(Source excerpt)
French law also provides for the criminal responsibility of employees or managers if they took a personal and determining part in the conception, organisation or implementation of a cartel. Under Article L.420-6 of the Commercial Code, individuals can be sued and incur criminal penalties (up to four years' imprisonment and a EUR75,000 fine), but sanctions remain very rare, having been enforced in only a few decisions (mostly in cases of public tenders). As far as is known, no decision has been issued in the past 12 months but some files, linked to FCA investigation, are under scrutiny.
There is a private right of action for challenging cartel behaviour in France in relation to damages claims complementing the public enforcement. Private parties who suffered a personal loss from a cartel can bring a private damage claim before the civil courts. Such actions are currently governed by the ordinary French rules of civil liability and can be brought even if the FCA has not issued a decision regarding the anti-competitive practice in question. Within a private enforcement case, the plaintiff should prove an infringement of the competition rule, the damage suffered and a causal link between the fault and the damage. French courts apply the principle of full reparation of damages but do not use punitive damages.
In “standalone” actions, claimants have to prove the existence of the cartel and quantify the level of the damage, which can be very complex and may require the intervention of experts. However, regarding anti-competitive practices and more particularly cartels, the French Commercial Code facilitates and softens the action for the claimant. The Commercial Code implementing the UE directive on damages introduced an irrebuttable presumption of fault within sanction and injunction decisions pronounced by the Competition Authority (Article L.481-2). Indeed, if the Competition Authority condemns a cartel, the judge of damages will be bound by this finding with an irrebuttable presumption regarding the existence and imputability of the anti-competitive practice, which significantly alleviates the difficulty of proving a causal link between the proven wrong and the alleged harm.
There is no exact definition of cartel conduct within the Commercial Code. The term “cartel” is generally used to describe a group of independent companies that join together to limit production, fix prices or share markets or customers between them. Pursuant to Article L.420-1 of the Commercial Code, cartels are covered by the prohibition of anti-competitive agreements, as detailed under 1.1 Statutory Bases for Challenging Cartel Behaviour/Effects. In practice, the FCA follows the European Commission Guidance and the ECJ case law, even if the European competition rules are not applicable.

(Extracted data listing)
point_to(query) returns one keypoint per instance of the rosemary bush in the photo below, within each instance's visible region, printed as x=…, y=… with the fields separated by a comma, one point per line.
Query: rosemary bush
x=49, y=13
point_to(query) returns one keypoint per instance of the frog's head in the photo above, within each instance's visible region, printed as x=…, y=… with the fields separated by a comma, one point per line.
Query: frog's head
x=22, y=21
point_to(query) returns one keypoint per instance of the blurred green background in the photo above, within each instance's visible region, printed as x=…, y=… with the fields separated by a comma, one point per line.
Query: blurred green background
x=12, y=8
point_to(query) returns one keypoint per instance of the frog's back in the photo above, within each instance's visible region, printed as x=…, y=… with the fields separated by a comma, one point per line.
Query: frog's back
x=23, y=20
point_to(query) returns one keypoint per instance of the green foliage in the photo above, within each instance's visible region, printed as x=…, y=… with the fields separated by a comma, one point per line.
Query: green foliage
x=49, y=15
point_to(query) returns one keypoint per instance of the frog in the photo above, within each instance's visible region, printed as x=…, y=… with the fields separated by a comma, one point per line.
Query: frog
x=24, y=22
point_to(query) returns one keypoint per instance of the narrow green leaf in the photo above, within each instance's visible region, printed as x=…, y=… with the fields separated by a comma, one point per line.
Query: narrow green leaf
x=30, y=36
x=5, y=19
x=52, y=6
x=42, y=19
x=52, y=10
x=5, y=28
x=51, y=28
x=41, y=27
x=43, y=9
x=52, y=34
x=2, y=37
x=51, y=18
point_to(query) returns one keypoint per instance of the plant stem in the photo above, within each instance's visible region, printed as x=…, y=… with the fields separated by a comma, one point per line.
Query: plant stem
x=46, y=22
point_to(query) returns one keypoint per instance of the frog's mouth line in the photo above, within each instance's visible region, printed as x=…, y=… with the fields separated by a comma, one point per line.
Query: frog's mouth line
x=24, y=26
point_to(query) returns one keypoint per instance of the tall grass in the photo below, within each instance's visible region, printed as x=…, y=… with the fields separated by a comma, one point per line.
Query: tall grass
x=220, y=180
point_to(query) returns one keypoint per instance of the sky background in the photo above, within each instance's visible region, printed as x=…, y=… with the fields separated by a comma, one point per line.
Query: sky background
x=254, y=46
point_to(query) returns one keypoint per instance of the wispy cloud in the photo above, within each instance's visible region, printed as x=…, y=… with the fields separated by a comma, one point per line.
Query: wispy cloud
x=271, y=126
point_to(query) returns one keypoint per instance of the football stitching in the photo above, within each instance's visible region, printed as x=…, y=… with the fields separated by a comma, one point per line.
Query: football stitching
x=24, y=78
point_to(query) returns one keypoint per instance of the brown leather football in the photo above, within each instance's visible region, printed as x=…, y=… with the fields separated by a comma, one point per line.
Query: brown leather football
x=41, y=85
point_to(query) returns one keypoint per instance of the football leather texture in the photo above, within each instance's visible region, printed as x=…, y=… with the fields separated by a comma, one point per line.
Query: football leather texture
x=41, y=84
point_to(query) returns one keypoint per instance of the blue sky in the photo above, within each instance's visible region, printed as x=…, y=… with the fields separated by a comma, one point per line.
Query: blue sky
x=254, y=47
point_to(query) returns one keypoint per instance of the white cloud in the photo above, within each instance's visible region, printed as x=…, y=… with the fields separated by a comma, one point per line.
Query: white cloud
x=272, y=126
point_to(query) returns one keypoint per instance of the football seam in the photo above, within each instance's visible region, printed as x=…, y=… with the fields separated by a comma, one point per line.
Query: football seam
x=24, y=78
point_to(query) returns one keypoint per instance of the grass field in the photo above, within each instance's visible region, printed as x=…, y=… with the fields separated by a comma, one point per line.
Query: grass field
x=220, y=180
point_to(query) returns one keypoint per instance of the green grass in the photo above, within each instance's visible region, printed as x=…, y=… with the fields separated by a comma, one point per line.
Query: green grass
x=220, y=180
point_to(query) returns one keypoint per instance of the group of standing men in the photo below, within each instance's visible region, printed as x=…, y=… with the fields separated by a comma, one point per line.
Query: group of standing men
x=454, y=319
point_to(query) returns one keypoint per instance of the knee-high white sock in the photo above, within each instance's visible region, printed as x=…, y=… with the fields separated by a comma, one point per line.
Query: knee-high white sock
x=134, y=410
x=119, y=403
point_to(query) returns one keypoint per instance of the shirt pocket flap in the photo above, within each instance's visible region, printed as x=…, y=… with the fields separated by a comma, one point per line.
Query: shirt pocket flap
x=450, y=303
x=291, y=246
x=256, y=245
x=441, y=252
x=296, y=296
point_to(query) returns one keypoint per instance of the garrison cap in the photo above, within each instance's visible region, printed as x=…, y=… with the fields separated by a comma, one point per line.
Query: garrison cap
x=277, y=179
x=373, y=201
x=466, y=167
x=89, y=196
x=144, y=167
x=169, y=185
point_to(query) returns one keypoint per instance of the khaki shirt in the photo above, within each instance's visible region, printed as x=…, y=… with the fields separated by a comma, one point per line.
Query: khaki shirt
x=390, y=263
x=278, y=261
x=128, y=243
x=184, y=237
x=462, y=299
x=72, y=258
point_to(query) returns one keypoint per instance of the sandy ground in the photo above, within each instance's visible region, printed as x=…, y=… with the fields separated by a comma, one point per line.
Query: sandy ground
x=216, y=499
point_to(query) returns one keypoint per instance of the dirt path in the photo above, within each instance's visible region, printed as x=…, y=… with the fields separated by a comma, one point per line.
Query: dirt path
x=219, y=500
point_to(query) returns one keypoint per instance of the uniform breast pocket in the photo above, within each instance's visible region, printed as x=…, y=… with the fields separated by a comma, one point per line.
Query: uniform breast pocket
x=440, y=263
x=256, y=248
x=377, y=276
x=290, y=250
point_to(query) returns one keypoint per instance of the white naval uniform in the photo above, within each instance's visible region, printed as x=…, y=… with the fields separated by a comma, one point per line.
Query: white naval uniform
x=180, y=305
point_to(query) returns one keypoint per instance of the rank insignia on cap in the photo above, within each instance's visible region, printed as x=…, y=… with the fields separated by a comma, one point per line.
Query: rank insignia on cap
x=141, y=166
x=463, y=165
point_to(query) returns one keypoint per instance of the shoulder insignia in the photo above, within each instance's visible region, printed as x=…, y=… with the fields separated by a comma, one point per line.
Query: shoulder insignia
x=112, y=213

(Tasks and exercises)
1. Reproduce the passage of the source excerpt on French cartel law from "French law also" up to and including "are under scrutiny.".
2. In the listing, rewrite the lines from the line with "point_to(query) returns one keypoint per instance of the plant" up to and including the line with "x=254, y=47", changing "football" to "rugby ball" and leaving everything else unchanged. Return only those lines.

(The responses)
1.
French law also provides for the criminal responsibility of employees or managers if they took a personal and determining part in the conception, organisation or implementation of a cartel. Under Article L.420-6 of the Commercial Code, individuals can be sued and incur criminal penalties (up to four years' imprisonment and a EUR75,000 fine), but sanctions remain very rare, having been enforced in only a few decisions (mostly in cases of public tenders). As far as is known, no decision has been issued in the past 12 months but some files, linked to FCA investigation, are under scrutiny.

2.
point_to(query) returns one keypoint per instance of the plant stem in the photo above, within each instance's visible region, printed as x=…, y=… with the fields separated by a comma, one point per line.
Query: plant stem
x=46, y=22
point_to(query) returns one keypoint per instance of the frog's mouth line in the photo above, within each instance's visible region, printed as x=…, y=… with the fields separated by a comma, one point per line.
Query: frog's mouth line
x=24, y=26
point_to(query) returns one keypoint per instance of the tall grass in the photo below, within each instance's visible region, printed as x=…, y=… with the fields separated by a comma, one point per line.
Query: tall grass
x=220, y=180
point_to(query) returns one keypoint per instance of the sky background in the photo above, within each instance's visible region, printed as x=…, y=… with the fields separated by a comma, one point per line.
Query: sky background
x=254, y=46
point_to(query) returns one keypoint per instance of the wispy cloud in the photo above, within each instance's visible region, printed as x=…, y=… with the fields separated by a comma, one point per line.
Query: wispy cloud
x=271, y=126
point_to(query) returns one keypoint per instance of the rugby ball stitching in the photo above, within each instance's visible region, printed as x=…, y=… with the fields separated by a comma, one point per line.
Query: rugby ball stitching
x=24, y=78
point_to(query) returns one keypoint per instance of the brown leather rugby ball in the photo above, within each instance's visible region, printed as x=…, y=… with the fields separated by a comma, one point per line.
Query: brown leather rugby ball
x=41, y=85
point_to(query) returns one keypoint per instance of the rugby ball leather texture in the photo above, within each instance's visible region, printed as x=…, y=… with the fields separated by a comma, one point per line.
Query: rugby ball leather texture
x=41, y=84
point_to(query) returns one keypoint per instance of the blue sky in the photo above, within each instance's visible region, printed as x=…, y=… with the fields separated by a comma, one point per line.
Query: blue sky
x=254, y=47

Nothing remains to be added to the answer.